GIVEN TASK A
Answer these questions using the text on economic development. Mark each answer (i), (ii), (iii).
(i) According to the text, how long ago did concepts, ideas and theories about economic development not yet exist?
(ii) In which two areas did the new technologies of the early XVIII century increase productivity?
(iii) After Western Europe, where did the industrial revolution reach next?
GIVEN TASK B
In the records, take everything from the line containing "Keypoint placement: for each instance of the window" down to the end of the records, both ends included. Arrange those lines as a JSON list of strings, one string per line, with blank lines left out.

Jul
19
The Roots Of Sustained Economic Development Rest On A State Of Mind – Even In The West, Economic Growth Reached Large Masses Only Very Recently – Part 2
By Paolo von Schirach
Related Story – Part 1 of Series:
July 19, 2012
WASHINGTON – Part 2 -“Economic development is a recent revolution. Even in the West it reached a majority of the people only a few decades ago”. (See above link to Part 1 of this series). Just to emphasize how new “development” really is as a historic phenomenon, let us remember that until 300 years ago (a very short time in human history)concepts, ideas and theories about “economic development” just did not exist, neither in the Western world nor elsewhere. Until the inception of the industrial revolution in Great Britain during the XVIII Century, with the exception of the tiny ruling elites that had secured for themselves positions of power and privilege in different traditional societies, for most people life had been following patterns focused on mere survival based on what the land could provide. More or less the same patterns that had existed, almost unchanged, for millennia.
Slow beginning
Furthermore, economic development did not start with a “bang”. Its inception early in the XVIII century –mostly due to the deployment of brand new technologies that increased the productivity in agriculture and in the textile industry–while setting in motion a process with incredible long-term consequences was barely noticed by most. Indeed, another century had to go by for a real industrial revolution based on additional new technologies and capitalistic enterprises to expand from its initial small base in Great Britain, reach a significant momentum first in Western Europe and then land in North America. It took that long for economic transformations due to productivity enhancing technologies to start producing truly benign economic effects for significantly large numbers of people living in those parts of the world, in terms of improved quality of living. Throughout this time, the phenomenon of economic transformation was studied and analyzed. Regardless as to the wildly diverging theories, all this new attention created and spread awareness about the existence of “growth” and about a range of new ideas and theories based on the premise that humans, through economic activities, can change for the better individual as well as societal circumstances.

INFORMATION PROVIDED
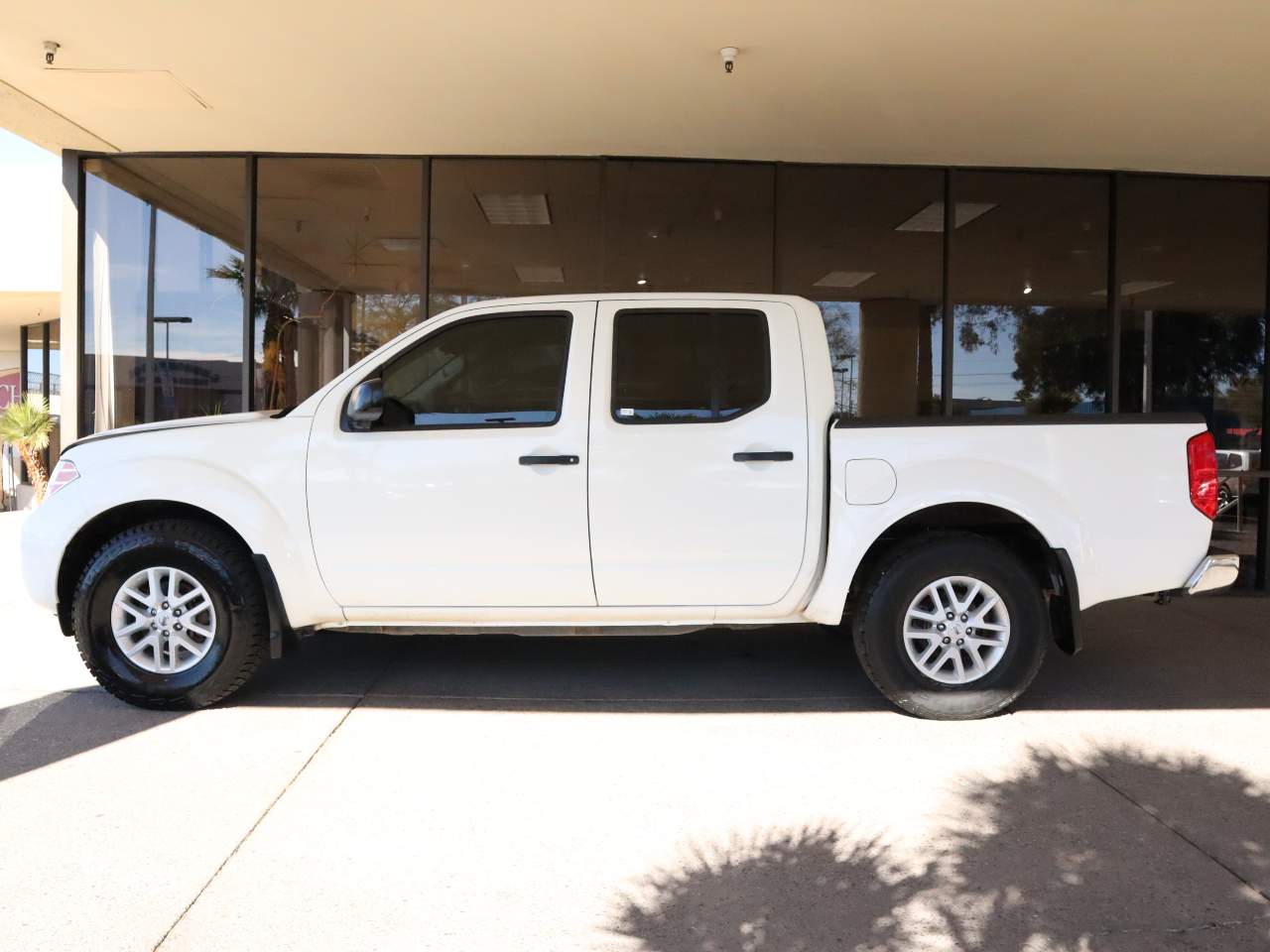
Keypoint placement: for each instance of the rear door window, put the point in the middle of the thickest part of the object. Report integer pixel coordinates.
(689, 366)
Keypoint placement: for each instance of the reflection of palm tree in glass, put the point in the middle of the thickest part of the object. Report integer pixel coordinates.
(273, 309)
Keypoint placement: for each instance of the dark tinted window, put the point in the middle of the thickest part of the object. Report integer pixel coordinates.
(685, 366)
(489, 372)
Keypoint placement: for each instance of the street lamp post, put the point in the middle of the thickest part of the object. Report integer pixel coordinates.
(168, 322)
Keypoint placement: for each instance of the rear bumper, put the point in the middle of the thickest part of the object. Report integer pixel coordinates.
(1215, 571)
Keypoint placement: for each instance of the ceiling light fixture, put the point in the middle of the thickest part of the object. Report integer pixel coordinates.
(931, 217)
(400, 245)
(1134, 287)
(843, 280)
(515, 209)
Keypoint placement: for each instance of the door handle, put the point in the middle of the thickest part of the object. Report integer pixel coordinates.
(549, 461)
(775, 456)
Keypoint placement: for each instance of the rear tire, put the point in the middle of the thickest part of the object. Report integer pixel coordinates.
(921, 606)
(171, 615)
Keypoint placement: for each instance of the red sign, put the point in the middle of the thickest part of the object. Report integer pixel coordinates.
(10, 388)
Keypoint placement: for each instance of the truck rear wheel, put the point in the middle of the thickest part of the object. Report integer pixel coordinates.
(171, 615)
(952, 627)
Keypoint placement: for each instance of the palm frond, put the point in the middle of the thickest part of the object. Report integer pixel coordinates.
(27, 422)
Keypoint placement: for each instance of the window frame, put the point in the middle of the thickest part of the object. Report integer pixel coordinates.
(377, 371)
(715, 312)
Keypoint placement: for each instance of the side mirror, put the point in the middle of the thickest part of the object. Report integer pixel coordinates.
(366, 404)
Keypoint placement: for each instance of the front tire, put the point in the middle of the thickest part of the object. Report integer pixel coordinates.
(952, 627)
(171, 615)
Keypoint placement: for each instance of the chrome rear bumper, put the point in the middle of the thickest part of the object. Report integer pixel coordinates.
(1214, 571)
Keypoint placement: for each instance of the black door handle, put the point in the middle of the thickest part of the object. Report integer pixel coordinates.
(549, 461)
(775, 456)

FINISHED ANSWER A
(i) Until 300 years ago.
(ii) Agriculture and the textile industry.
(iii) North America.

FINISHED ANSWER B
[
  "Keypoint placement: for each instance of the window frame, put the point in the middle of the thickest part of the object. Report integer pixel coordinates.",
  "(377, 371)",
  "(715, 312)",
  "Keypoint placement: for each instance of the side mirror, put the point in the middle of the thickest part of the object. Report integer pixel coordinates.",
  "(366, 404)",
  "Keypoint placement: for each instance of the front tire, put the point in the middle of the thickest part of the object. Report integer pixel coordinates.",
  "(952, 627)",
  "(171, 615)",
  "Keypoint placement: for each instance of the chrome rear bumper, put the point in the middle of the thickest part of the object. Report integer pixel coordinates.",
  "(1214, 571)",
  "Keypoint placement: for each instance of the black door handle, put the point in the middle of the thickest part of the object. Report integer pixel coordinates.",
  "(549, 461)",
  "(775, 456)"
]